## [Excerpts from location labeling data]
.....

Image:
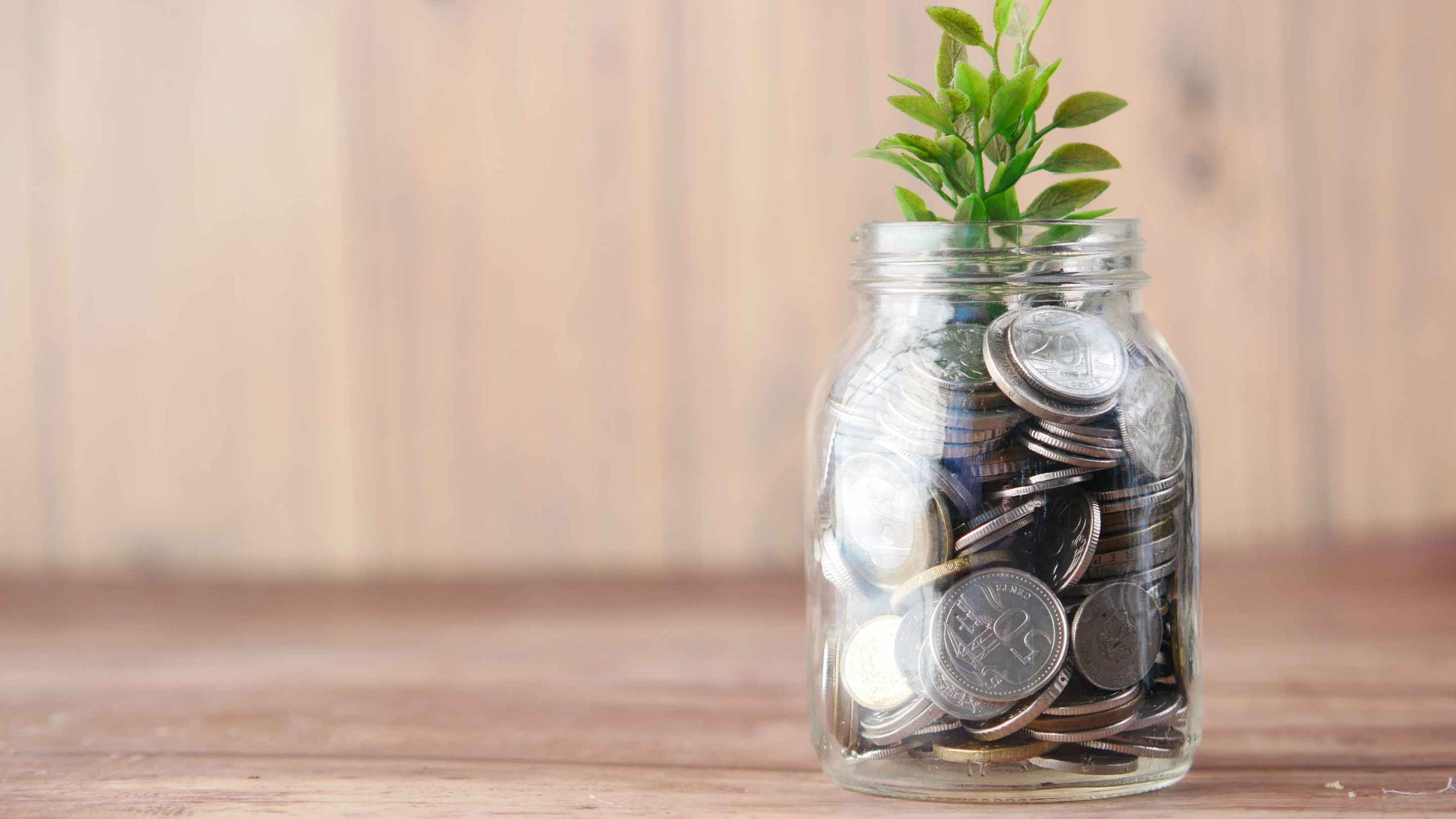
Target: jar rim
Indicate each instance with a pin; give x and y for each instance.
(1097, 252)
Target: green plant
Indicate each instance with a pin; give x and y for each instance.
(986, 135)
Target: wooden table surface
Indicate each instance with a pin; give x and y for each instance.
(654, 698)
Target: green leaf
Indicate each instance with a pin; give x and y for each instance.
(1020, 22)
(972, 209)
(973, 85)
(909, 164)
(925, 110)
(1087, 108)
(995, 81)
(957, 24)
(914, 206)
(1098, 213)
(1002, 13)
(1009, 174)
(1081, 158)
(1062, 234)
(998, 150)
(1042, 85)
(952, 101)
(1011, 101)
(1065, 197)
(925, 147)
(914, 86)
(950, 55)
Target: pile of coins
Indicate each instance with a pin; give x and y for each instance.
(1002, 516)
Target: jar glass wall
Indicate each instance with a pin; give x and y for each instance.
(1002, 530)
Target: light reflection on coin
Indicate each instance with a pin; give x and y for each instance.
(868, 666)
(1068, 354)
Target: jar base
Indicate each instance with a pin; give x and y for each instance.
(1082, 790)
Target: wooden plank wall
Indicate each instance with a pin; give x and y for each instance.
(398, 288)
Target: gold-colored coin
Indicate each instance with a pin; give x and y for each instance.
(944, 571)
(1014, 749)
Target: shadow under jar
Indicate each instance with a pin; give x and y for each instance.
(1002, 522)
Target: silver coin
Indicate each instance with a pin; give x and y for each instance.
(1068, 354)
(1132, 560)
(881, 513)
(1079, 432)
(1087, 761)
(1067, 538)
(952, 357)
(1155, 531)
(1042, 436)
(868, 666)
(902, 722)
(1120, 744)
(1116, 635)
(911, 636)
(1023, 393)
(999, 527)
(1087, 700)
(1068, 458)
(1144, 500)
(1081, 735)
(1065, 432)
(1042, 484)
(1025, 712)
(1159, 709)
(1001, 635)
(1154, 430)
(1138, 490)
(952, 698)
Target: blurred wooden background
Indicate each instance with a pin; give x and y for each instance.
(300, 288)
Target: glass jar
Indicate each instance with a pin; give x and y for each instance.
(1002, 522)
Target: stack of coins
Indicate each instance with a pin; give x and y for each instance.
(1002, 517)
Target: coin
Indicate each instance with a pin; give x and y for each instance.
(1067, 538)
(1068, 354)
(881, 517)
(909, 639)
(1144, 579)
(952, 357)
(1025, 712)
(1122, 744)
(1161, 707)
(1079, 432)
(1087, 761)
(1132, 560)
(1138, 488)
(1145, 500)
(1091, 720)
(1013, 749)
(1067, 432)
(1087, 700)
(868, 666)
(952, 698)
(1042, 483)
(1071, 445)
(1001, 635)
(1001, 525)
(1116, 635)
(1069, 458)
(1082, 735)
(1156, 531)
(900, 723)
(921, 584)
(1152, 426)
(1021, 391)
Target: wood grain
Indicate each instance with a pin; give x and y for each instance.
(394, 289)
(650, 697)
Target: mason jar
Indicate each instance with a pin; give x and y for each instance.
(1002, 522)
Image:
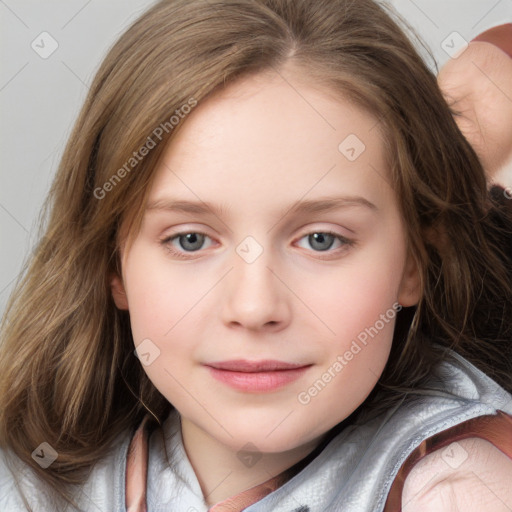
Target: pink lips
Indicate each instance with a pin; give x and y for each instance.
(256, 376)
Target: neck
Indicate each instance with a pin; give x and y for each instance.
(223, 472)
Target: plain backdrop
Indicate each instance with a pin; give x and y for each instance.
(41, 97)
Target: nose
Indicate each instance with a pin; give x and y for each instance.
(255, 296)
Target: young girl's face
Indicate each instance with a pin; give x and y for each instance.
(258, 278)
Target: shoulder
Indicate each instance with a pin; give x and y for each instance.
(470, 474)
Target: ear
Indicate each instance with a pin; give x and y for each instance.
(410, 287)
(118, 292)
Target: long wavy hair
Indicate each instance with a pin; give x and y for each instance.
(68, 374)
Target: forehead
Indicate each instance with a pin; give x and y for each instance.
(270, 139)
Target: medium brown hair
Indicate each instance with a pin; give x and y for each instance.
(68, 374)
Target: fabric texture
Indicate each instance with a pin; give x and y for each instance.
(356, 471)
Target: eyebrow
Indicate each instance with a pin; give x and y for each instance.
(324, 204)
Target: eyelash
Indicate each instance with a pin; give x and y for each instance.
(347, 243)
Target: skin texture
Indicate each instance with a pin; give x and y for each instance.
(480, 484)
(256, 149)
(478, 85)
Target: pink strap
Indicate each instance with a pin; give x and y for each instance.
(137, 470)
(495, 428)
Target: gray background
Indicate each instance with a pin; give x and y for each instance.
(40, 98)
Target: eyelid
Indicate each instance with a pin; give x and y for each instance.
(190, 255)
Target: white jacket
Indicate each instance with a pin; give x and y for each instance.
(353, 473)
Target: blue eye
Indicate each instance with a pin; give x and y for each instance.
(322, 241)
(192, 242)
(189, 242)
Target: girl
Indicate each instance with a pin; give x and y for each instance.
(271, 278)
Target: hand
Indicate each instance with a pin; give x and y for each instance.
(478, 87)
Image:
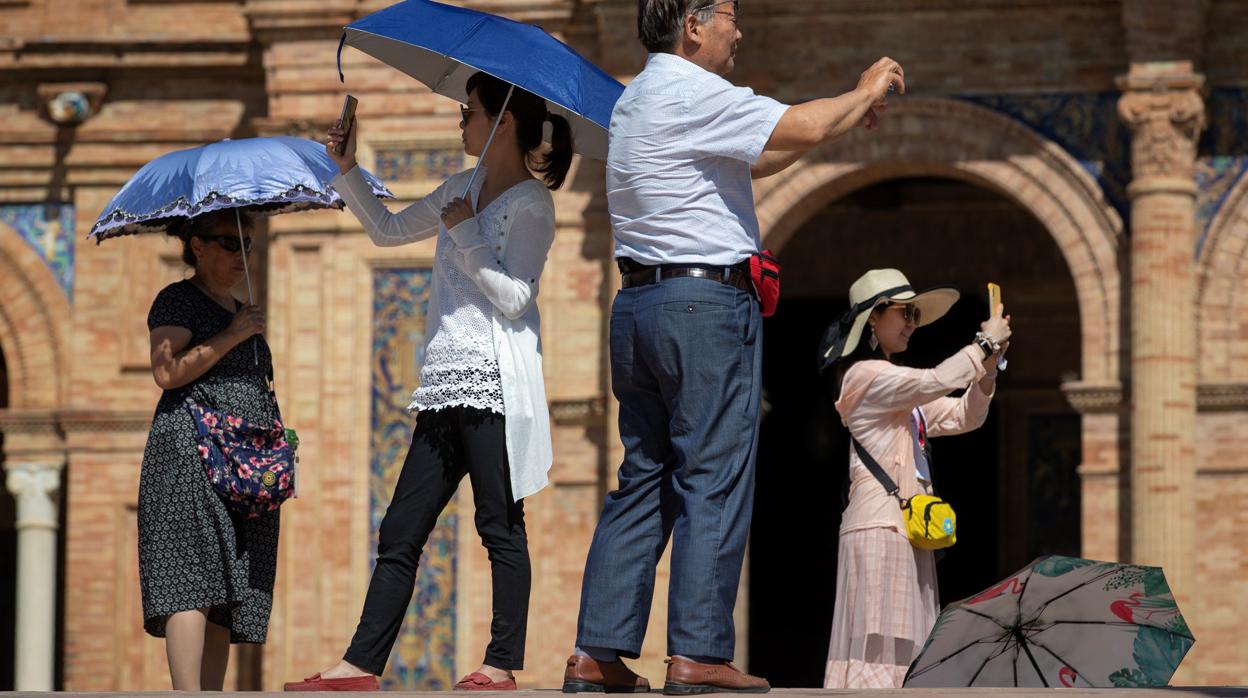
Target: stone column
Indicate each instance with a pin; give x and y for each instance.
(35, 486)
(1162, 105)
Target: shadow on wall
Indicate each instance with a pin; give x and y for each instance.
(8, 557)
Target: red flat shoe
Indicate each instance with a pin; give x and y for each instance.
(478, 681)
(348, 683)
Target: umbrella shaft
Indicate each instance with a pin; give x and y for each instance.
(246, 272)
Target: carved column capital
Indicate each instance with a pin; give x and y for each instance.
(34, 485)
(1166, 115)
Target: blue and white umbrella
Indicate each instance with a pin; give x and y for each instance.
(443, 45)
(268, 176)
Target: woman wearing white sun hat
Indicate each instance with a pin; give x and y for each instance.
(886, 594)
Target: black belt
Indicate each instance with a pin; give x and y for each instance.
(634, 274)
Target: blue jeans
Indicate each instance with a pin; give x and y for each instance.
(687, 356)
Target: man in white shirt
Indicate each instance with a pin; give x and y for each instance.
(685, 341)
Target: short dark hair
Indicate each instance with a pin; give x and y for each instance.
(204, 225)
(531, 114)
(659, 23)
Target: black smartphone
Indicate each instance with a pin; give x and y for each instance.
(347, 120)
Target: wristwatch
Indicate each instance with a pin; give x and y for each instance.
(986, 345)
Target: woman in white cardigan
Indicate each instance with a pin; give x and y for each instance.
(482, 403)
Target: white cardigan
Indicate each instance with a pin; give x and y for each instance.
(508, 276)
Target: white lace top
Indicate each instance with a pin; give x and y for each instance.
(459, 366)
(484, 342)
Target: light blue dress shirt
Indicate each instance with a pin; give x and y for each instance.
(678, 166)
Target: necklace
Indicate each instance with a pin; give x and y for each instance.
(224, 301)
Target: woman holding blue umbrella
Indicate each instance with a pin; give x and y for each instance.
(482, 402)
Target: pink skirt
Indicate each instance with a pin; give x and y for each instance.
(886, 603)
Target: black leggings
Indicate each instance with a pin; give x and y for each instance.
(446, 445)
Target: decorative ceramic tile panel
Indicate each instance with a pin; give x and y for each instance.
(412, 162)
(49, 230)
(423, 656)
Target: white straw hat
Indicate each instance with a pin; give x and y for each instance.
(874, 287)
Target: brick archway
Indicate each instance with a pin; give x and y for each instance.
(1222, 295)
(969, 142)
(34, 319)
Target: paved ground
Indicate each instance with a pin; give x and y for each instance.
(1181, 692)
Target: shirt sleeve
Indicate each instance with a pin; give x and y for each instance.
(416, 222)
(896, 388)
(730, 121)
(509, 282)
(950, 416)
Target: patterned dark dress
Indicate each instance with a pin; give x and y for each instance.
(192, 552)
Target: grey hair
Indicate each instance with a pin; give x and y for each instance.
(659, 23)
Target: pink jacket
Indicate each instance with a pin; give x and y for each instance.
(876, 403)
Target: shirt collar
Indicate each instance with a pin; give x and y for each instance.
(672, 63)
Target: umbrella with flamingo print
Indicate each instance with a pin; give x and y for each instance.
(1060, 622)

.....

## [WHAT IS ASKED]
Duplicate the rows word for word, from the start through the line that contains "(1002, 517)". Omit the pictures from your copy.

## [FINAL ANSWER]
Image:
Target: jar rim
Indicate each instance with a pin; give x and y for each instance.
(1097, 252)
Target: green plant
Indicate each instance with a pin; give x and y for each instance.
(986, 135)
Target: wooden table surface
Indicate each instance with a pin; give x and y for each instance.
(654, 698)
Target: green leaf
Indicate each instance with a pin; give x and y for each instance.
(1020, 22)
(972, 209)
(973, 85)
(909, 164)
(925, 110)
(1087, 108)
(995, 81)
(957, 24)
(914, 206)
(1098, 213)
(1002, 13)
(1009, 174)
(1081, 158)
(1062, 234)
(998, 150)
(1042, 85)
(952, 101)
(1011, 101)
(1065, 197)
(925, 147)
(914, 86)
(950, 55)
Target: pile of coins
Indicate each instance with a pin; give x and y for each instance.
(1002, 516)
Target: jar glass wall
Indicate each instance with a pin; give x and y for each instance.
(1002, 530)
Target: light reflection on coin
Indicate each instance with a pin; give x and y for each instance.
(868, 666)
(1068, 354)
Target: jar base
Indicate each instance with a pin; give x and y for each instance.
(1082, 790)
Target: wooden plank wall
Indicate each instance with a pin; give x and y for each instance.
(398, 288)
Target: gold-colored coin
Indicate each instance with a pin; give x and y for each instance.
(944, 571)
(1014, 749)
Target: shadow under jar
Indicate each instance with a pin; give x and y for each instance.
(1002, 522)
Target: silver coin
Indicate each instance with a pin; give x and y for each instance.
(1068, 354)
(1132, 560)
(881, 513)
(1079, 432)
(1087, 761)
(1067, 538)
(952, 357)
(1155, 531)
(1042, 436)
(868, 666)
(902, 722)
(1120, 744)
(1116, 635)
(911, 636)
(1023, 393)
(999, 527)
(1087, 700)
(1068, 458)
(1144, 500)
(1081, 735)
(1065, 432)
(1042, 484)
(1025, 712)
(1159, 709)
(1001, 635)
(1154, 430)
(1138, 490)
(952, 698)
Target: blurred wooden background
Indicate each instance with a pin; give x and y for each instance.
(300, 288)
Target: glass jar
Indicate each instance with a pin; give x and y for each instance.
(1002, 522)
Target: stack of coins
Indicate each instance with a pin; give x and y for each instance.
(1002, 517)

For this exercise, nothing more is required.